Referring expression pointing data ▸
((
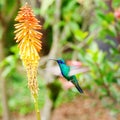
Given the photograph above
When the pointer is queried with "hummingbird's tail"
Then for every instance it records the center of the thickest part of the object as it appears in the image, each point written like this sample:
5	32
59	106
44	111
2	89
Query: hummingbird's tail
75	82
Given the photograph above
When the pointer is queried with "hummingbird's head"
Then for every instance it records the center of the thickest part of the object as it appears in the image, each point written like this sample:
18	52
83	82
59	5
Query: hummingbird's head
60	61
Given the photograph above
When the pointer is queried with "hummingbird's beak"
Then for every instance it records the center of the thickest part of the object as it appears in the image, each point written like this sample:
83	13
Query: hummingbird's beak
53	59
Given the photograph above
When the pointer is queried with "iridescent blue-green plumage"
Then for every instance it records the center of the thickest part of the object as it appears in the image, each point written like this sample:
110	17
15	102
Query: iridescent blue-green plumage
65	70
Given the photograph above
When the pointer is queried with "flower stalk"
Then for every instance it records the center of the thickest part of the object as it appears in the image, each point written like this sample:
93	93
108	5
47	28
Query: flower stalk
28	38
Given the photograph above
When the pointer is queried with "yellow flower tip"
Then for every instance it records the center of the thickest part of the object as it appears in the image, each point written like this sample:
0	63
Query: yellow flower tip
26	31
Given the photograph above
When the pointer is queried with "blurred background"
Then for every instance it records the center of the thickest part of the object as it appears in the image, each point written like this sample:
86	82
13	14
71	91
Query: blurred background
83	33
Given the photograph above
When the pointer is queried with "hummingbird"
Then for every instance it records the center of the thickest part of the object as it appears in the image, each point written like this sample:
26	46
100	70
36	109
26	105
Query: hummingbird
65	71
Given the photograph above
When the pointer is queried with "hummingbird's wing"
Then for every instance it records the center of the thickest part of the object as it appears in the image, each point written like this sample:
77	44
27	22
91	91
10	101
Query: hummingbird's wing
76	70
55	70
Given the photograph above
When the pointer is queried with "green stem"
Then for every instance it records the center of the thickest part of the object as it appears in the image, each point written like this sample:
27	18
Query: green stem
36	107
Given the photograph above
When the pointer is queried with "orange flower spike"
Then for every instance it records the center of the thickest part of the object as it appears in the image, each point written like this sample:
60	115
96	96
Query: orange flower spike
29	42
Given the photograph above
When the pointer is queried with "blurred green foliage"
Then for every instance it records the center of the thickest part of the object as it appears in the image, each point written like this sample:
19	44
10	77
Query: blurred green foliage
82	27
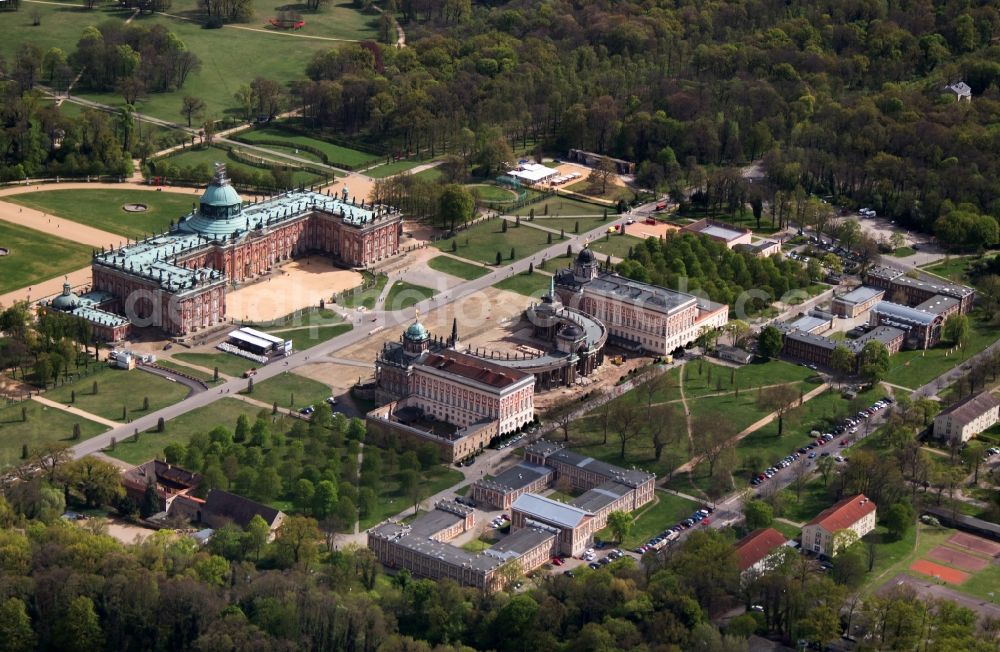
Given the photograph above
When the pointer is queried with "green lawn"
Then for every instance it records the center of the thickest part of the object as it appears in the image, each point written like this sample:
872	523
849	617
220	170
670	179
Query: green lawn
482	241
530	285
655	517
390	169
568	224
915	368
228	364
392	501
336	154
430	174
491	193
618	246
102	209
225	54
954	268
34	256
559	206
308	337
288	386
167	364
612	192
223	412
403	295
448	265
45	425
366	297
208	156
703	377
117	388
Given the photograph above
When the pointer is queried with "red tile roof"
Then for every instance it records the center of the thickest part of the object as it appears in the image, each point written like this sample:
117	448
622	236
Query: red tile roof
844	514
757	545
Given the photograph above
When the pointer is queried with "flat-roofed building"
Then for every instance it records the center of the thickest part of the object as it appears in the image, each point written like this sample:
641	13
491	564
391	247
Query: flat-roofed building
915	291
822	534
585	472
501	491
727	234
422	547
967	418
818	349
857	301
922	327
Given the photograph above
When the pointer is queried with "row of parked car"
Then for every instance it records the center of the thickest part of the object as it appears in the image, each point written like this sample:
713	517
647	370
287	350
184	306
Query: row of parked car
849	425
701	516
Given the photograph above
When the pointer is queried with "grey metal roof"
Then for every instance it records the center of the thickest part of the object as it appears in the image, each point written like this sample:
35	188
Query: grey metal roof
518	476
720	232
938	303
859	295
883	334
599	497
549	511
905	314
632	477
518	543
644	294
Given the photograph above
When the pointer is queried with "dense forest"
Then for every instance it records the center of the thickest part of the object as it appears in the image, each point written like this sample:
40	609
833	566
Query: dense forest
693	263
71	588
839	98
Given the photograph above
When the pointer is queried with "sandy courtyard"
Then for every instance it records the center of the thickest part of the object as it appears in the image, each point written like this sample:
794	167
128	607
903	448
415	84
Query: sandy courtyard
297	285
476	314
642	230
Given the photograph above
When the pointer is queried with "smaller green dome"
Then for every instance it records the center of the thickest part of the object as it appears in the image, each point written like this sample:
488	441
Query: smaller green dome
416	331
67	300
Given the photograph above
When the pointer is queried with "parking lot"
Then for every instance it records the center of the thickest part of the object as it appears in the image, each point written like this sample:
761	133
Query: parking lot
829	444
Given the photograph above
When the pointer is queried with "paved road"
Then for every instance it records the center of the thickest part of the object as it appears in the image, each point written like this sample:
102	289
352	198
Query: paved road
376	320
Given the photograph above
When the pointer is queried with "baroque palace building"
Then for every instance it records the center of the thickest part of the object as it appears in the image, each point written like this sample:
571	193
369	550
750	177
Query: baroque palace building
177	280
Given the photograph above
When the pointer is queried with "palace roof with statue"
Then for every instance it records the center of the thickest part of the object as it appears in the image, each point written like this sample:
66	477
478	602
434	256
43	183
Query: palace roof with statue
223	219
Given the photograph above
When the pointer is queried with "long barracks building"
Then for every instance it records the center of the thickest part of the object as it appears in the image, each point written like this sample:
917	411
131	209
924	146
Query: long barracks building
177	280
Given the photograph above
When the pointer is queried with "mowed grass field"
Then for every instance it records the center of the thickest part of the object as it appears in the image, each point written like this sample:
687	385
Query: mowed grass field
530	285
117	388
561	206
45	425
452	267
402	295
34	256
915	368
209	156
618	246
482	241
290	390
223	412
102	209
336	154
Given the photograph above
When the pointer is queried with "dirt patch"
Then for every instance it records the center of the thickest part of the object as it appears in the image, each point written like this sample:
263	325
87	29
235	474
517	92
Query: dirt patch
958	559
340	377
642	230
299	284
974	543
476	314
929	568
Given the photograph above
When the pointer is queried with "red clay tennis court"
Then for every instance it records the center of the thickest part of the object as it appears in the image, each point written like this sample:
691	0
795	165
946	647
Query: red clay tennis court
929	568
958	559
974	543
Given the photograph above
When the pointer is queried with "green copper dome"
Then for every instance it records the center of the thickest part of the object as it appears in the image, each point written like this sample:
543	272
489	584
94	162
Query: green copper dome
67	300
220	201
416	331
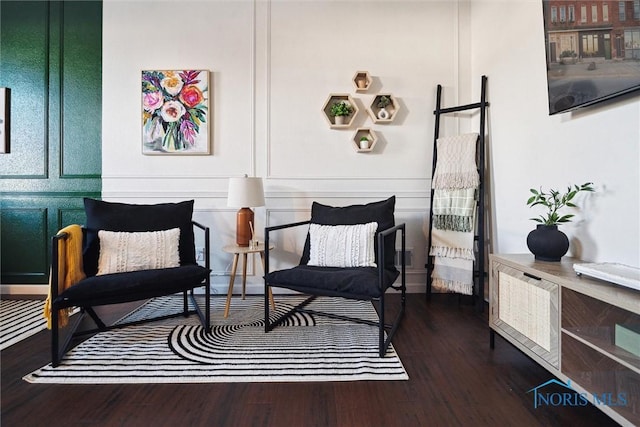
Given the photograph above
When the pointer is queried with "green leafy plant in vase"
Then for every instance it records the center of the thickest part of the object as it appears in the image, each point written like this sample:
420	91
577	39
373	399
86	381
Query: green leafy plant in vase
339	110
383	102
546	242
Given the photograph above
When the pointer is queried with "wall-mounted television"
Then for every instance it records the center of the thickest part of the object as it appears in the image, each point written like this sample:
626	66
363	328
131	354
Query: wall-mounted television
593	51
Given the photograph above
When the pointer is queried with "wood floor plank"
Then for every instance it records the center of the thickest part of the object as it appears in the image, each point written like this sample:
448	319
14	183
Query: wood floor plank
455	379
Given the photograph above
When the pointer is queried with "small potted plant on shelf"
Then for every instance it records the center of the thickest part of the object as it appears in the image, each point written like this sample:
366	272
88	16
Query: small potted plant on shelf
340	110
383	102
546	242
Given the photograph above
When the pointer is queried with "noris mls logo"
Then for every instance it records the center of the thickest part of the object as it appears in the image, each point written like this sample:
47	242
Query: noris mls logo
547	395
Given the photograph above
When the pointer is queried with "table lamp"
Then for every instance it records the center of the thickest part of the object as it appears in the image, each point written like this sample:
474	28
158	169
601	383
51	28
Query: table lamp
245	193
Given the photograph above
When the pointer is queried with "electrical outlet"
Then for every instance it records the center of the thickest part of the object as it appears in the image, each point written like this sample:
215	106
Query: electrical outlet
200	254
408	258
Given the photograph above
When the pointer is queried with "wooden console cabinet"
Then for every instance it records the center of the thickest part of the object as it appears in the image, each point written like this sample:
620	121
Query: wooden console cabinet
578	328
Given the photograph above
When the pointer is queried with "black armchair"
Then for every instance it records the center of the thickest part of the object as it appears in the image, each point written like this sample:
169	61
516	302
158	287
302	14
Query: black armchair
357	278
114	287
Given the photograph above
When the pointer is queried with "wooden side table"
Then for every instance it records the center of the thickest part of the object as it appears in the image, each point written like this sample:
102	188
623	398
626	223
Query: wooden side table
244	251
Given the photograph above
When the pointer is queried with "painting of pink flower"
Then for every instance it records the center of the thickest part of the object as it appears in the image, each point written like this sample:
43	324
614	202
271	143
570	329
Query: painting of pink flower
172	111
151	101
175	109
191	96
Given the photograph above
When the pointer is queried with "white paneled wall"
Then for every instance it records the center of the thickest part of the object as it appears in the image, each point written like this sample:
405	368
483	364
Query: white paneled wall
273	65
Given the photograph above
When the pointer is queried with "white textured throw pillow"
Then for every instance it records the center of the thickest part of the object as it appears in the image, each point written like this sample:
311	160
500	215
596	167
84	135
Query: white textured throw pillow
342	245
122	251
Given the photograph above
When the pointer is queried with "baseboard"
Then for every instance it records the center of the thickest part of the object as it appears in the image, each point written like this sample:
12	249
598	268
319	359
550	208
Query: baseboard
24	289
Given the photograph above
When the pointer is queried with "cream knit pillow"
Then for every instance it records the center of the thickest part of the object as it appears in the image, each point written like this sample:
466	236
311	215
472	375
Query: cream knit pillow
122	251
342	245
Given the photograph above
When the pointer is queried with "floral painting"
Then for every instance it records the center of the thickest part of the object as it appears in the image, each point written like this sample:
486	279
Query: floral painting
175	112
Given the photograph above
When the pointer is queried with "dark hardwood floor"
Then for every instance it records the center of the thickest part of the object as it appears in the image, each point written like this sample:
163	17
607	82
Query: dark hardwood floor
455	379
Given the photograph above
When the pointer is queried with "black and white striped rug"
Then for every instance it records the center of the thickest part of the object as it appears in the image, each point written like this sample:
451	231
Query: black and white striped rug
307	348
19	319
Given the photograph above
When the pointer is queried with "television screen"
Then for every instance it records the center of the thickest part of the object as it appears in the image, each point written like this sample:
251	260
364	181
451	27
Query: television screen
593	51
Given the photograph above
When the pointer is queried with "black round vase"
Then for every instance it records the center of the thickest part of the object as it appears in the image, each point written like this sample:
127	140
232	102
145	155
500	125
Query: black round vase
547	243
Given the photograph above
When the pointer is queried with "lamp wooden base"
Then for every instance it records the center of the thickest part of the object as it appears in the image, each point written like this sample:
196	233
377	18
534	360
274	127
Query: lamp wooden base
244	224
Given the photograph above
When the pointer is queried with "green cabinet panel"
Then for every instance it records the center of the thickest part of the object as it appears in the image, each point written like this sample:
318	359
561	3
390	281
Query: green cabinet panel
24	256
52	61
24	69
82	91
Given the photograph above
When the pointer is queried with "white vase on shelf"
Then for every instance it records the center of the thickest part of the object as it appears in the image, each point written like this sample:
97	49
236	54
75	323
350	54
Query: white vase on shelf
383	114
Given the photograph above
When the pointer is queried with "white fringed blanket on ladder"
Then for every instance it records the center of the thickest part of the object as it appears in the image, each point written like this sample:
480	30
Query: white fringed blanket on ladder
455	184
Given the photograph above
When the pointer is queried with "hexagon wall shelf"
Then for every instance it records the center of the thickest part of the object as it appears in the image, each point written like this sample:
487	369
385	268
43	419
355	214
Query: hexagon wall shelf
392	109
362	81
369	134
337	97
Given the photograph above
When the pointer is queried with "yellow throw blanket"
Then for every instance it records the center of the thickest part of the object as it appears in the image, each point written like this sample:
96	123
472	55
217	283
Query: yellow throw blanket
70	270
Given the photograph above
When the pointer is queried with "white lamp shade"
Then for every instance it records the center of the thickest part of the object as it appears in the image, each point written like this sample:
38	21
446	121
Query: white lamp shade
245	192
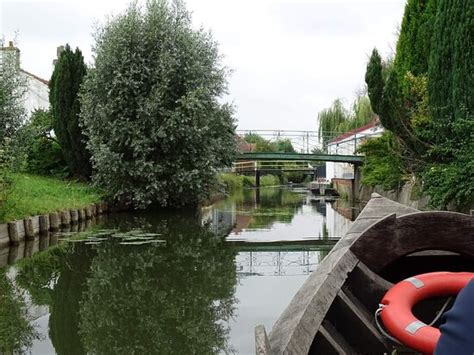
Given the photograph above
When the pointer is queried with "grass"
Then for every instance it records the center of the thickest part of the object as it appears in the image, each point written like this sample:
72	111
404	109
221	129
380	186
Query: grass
))
WORK TASK ▸ Before duplicating, set the pictures aside; then output exactly the lines from the one with "Query: lamp wooden base" through the end of the records, and only those.

SOLUTION FOR THIS TASK ▸
Query: lamp wooden base
244	224
Given the photograph above
When the pointer is queried with "green cabinet panel"
Then for every instance it records the center of the thickest part of the object as it appears in the image, each point written like this sample:
318	359
561	3
390	281
Query: green cabinet panel
24	256
52	61
24	69
82	91
Given the photograph above
When the pointer is queried with "white vase on shelf"
Then for every instance it records the center of the thickest part of the object as it appears in the image, each point written like this sample:
97	49
236	54
75	323
350	54
Query: white vase on shelf
383	114
Given the photograph above
When the pointer is queried with "white fringed blanket on ladder"
Then for every instance it records the center of the thickest part of the object as it appears in the image, each point written like this sample:
480	30
Query: white fringed blanket on ladder
455	184
Given the photograph above
When the pointer is queried with "hexagon wall shelf"
Then for every instance it records the center of the thickest part of the object as it appears in the image, each point written like this sample:
487	369
385	268
43	419
355	214
Query: hexagon wall shelf
392	109
362	81
369	134
337	97
Given the photograph above
When the pointer is queried with "yellow throw blanket"
Then for every instance it records the center of the thickest part of the object as it appears in the image, each point written like this sample:
96	123
472	55
217	283
Query: yellow throw blanket
70	270
Given the photograph above
When the pointer is queried with "white lamp shade"
Then for every instance it records the center of the thickest part of the object as it appears in the image, each point written like this sample:
38	21
446	121
Query: white lamp shade
245	192
Given the photograph above
When the pointer is queried with "grass"
Then for every instance it records the center of the thickest part of the object as it appears in the image, each point written like this sample:
72	111
404	109
221	129
380	186
Query: grass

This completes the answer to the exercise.